*** Opening of THE INPUT ***
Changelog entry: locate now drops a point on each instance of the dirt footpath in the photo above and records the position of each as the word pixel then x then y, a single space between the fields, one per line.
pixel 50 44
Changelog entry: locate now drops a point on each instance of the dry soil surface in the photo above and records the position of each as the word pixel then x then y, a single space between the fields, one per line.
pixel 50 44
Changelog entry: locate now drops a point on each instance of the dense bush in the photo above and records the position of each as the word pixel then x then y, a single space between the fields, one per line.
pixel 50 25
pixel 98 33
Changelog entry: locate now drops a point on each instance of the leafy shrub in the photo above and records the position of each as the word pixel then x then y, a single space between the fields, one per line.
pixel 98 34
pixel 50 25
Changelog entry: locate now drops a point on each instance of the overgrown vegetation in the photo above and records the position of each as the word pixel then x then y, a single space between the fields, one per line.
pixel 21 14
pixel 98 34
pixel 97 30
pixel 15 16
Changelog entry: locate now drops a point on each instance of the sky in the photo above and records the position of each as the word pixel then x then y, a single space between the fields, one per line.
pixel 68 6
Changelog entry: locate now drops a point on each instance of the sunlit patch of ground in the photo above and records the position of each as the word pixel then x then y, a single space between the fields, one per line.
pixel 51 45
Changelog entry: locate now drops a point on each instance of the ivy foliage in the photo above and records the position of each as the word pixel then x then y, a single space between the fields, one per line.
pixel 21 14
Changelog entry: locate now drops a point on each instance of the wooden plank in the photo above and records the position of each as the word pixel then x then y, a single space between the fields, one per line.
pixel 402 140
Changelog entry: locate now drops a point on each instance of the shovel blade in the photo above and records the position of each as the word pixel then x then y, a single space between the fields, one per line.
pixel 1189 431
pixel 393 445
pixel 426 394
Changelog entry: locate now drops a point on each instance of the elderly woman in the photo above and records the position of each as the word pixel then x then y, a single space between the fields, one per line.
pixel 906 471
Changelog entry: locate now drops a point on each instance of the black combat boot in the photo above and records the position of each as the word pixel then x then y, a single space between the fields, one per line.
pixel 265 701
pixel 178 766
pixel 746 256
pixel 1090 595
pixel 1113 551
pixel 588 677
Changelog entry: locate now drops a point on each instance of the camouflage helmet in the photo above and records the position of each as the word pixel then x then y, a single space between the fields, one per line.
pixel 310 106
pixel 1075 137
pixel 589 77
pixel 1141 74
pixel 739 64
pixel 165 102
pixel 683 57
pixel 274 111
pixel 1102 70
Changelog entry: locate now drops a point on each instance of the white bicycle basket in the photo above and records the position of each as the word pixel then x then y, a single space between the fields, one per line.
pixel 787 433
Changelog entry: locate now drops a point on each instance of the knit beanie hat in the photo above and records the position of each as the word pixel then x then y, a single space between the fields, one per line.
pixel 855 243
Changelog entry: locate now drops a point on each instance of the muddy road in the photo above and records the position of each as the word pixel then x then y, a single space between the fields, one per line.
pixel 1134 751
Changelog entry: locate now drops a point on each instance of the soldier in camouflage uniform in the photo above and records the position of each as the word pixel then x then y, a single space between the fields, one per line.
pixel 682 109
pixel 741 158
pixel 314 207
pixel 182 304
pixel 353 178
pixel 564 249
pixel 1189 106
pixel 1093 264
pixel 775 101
*** Close of THE INPUT ***
**WHAT IS BEING ASKED**:
The line containing "of the soldier" and every line after it, through the last one above, should be written out word for word.

**ANSWER TO THIS PROBLEM**:
Changelog entry: locate now drops a point on each instance of the soldier in camouflage uniform in the photo above and records the position of each as the word pixel then x then y, a single space between the fields, one per line.
pixel 682 109
pixel 741 158
pixel 314 207
pixel 182 304
pixel 353 178
pixel 564 249
pixel 1189 106
pixel 1093 264
pixel 775 101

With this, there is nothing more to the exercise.